> Source text
______________________________
# Oki Data Printer install = 0x00000002



## CharmPeddler

Hi guys, I'm trying to install an OKI Data MC561 (mid sized All-in-one) over a network. I have successfully installed 2 others (same model, same network) but this one is give me issues.

The first 2 were on Win Vista, no issues. This one is an HP Win8 64bit. The driver install will get mostly done and then come back with this message
"Install Error:
Operation could not be completed (Error 0x00000002)
The system cannot find the file specified.
"

I'm getting the drivers from here 
Drivers: Win7 64bit only! http://my.okidata.com/pp-MC561MFP.nsf/openingdrivermenu?OpenFrameSet
Win8                http://my.okidata.com/pp-MC561MFP.nsf/openingdrivermenu?OpenFrameSet


Does anyone have an idea? I tried calling there Tech support but they told me it was a windows problem and to call them...


----------



## voyagerfan99

Did you try right clicking on the Windows 8 installer and running it as Administrator? Give that a try.


----------



## CharmPeddler

Just tried the RC + Run as Admin. Still the same thing. I called OKI tech support again and this guy gave me a little more info. He said it is a "Permission" error. does that help you any?


----------



## johnb35

Look to see if you have this file on your system.

ntprint.inf

should be located here.

C:\Windows\inf


----------



## CharmPeddler

Sorry i forgot to mention that i found that and tried copying from one computer to this one but that did not do it.

i DID get it to work finally through the "add printer" function in the "Printer / devices" page... not sure why it didnt work before. thanks for your input and help!


----------



## voyagerfan99

CharmPeddler said:


> Sorry i forgot to mention that i found that and tried copying from one computer to this one but that did not do it.
> 
> i DID get it to work finally through the "add printer" function in the "Printer / devices" page... not sure why it didnt work before. thanks for your input and help!



When installing network printers I personally prefer to do it manually. I don't bother with the installers.


----------
______________________________
> Recorded information
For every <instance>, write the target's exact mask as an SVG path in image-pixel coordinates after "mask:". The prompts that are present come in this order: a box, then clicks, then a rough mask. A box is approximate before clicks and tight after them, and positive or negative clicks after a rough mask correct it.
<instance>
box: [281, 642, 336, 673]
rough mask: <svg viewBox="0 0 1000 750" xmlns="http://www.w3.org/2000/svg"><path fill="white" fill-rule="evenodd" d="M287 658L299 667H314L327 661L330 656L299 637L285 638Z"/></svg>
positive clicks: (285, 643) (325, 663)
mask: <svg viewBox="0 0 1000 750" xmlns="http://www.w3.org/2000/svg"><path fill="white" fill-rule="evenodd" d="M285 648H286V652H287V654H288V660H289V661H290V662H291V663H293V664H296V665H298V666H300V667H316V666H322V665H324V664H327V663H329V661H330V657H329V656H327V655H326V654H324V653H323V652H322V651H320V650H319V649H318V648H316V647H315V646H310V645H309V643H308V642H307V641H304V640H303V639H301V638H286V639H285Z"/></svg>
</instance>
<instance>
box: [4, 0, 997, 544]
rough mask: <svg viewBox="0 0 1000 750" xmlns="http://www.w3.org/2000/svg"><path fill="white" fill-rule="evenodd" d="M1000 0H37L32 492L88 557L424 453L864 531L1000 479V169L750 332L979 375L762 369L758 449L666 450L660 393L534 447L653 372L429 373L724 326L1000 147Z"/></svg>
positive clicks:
______________________________
> What you have to do
In the printer installation thread, how did CharmPeddler finally get the OKI printer installed?

> Completed exercise
CharmPeddler installed it through the "add printer" function in the "Printer / devices" page.